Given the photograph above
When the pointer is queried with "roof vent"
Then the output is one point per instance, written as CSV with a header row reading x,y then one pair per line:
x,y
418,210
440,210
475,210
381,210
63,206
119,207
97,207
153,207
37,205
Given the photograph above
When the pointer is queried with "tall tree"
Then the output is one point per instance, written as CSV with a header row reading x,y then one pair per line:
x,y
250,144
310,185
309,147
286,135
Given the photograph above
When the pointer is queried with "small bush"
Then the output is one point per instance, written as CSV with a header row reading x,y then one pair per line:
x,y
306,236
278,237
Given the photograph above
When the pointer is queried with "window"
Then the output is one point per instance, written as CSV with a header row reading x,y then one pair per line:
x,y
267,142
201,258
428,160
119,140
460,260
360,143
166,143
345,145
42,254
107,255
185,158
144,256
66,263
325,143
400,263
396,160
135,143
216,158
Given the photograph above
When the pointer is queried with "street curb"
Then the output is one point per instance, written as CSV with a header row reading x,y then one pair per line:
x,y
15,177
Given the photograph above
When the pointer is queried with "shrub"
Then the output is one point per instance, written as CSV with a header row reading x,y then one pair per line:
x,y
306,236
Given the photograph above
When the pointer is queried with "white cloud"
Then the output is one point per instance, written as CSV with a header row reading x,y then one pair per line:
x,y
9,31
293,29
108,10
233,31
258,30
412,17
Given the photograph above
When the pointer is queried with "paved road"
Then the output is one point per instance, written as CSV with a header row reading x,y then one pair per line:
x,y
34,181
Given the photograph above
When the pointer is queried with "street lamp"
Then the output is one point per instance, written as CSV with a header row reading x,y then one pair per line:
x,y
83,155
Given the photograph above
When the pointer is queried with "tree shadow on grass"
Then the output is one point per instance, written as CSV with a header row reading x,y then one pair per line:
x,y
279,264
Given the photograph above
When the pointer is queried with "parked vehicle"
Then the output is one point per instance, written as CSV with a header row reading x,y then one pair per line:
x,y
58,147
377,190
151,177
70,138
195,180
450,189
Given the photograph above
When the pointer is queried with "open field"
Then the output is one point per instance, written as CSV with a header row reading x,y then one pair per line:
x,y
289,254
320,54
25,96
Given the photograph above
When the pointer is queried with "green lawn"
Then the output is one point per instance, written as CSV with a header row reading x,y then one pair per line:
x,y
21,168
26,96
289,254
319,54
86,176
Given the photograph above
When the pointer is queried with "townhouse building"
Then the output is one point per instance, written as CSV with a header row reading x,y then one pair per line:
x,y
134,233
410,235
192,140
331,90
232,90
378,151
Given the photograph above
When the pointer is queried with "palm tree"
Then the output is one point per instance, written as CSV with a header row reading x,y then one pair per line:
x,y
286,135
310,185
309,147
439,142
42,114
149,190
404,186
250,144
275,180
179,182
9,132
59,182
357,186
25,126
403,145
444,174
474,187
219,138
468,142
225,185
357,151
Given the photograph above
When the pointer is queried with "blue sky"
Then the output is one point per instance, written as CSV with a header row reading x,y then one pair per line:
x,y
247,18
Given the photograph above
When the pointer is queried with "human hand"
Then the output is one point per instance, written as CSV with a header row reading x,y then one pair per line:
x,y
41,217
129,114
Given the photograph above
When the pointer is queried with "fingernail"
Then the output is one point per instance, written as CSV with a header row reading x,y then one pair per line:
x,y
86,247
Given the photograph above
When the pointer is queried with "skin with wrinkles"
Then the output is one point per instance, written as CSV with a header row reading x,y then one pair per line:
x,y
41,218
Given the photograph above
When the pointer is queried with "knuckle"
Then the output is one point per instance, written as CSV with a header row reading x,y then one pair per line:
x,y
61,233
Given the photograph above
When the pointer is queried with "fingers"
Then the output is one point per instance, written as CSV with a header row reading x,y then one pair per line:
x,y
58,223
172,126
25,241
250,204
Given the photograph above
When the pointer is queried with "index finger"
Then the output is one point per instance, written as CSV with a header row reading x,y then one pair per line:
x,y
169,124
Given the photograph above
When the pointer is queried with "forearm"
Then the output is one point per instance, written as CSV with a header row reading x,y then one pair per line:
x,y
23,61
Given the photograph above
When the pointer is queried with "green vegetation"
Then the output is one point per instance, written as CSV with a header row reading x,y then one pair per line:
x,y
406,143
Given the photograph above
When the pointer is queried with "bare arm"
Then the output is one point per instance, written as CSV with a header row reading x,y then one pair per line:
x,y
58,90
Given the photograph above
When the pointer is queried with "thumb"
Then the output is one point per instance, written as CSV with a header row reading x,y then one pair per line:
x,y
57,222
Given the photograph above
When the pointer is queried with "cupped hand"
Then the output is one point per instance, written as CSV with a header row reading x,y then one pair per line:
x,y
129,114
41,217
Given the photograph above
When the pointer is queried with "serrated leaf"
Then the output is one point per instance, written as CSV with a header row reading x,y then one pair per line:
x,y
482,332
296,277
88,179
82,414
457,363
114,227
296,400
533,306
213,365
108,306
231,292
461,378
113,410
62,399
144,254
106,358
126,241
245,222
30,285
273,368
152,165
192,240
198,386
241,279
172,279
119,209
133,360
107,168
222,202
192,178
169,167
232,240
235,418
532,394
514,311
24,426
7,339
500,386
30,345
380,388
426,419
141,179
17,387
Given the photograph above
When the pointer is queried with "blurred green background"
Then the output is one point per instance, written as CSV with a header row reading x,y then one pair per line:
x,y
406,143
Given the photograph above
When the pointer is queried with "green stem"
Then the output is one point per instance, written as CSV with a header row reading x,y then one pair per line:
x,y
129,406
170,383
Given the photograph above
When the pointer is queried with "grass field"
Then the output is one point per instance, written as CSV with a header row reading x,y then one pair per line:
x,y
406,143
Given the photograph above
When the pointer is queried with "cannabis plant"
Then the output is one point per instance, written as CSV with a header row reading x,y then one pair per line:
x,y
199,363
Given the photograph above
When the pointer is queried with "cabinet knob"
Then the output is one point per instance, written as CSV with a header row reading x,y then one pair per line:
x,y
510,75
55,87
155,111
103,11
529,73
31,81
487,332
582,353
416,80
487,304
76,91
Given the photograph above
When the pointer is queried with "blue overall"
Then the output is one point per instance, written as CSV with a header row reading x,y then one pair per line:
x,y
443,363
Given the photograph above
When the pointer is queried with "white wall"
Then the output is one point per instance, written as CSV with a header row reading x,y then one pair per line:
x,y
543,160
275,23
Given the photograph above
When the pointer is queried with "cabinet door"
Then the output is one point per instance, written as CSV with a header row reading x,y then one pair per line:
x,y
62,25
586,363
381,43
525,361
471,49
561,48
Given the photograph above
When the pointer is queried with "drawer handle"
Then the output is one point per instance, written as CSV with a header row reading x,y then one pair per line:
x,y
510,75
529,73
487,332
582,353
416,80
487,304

_PROBLEM DETAILS_. How many lines in the material contain the word "cabinet"? Reply with the number alone.

_TASK OUTPUT_. 2